(Materials provided Opens)
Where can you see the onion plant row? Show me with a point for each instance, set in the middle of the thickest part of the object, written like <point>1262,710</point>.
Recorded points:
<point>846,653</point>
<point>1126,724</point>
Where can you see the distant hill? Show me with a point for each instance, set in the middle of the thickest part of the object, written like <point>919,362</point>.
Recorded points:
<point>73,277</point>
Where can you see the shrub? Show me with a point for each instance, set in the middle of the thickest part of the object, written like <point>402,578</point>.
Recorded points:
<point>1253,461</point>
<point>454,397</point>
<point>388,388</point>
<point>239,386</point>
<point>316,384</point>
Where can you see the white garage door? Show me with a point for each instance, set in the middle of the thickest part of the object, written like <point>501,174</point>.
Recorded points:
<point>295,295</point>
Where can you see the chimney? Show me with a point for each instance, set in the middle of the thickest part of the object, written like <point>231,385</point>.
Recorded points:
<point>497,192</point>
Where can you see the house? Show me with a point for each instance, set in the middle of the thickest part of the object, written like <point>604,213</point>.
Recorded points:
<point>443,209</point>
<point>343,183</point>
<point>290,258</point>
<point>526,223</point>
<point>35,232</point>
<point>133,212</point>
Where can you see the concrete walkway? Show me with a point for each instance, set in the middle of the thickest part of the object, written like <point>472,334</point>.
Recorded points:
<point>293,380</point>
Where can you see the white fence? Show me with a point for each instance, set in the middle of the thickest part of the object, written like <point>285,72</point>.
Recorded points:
(Materials provided Closes)
Task to carry out: Your answer should be all lines from the data that contain "white".

Result for this exercise:
Where can you see the white garage door? Show me with a point for each instance, set in the middle of the thickest part of the object, written like <point>501,174</point>.
Where can you see the white fence? Show me with a point for each instance, set in the middle of the thickest part of the object, written like <point>285,72</point>.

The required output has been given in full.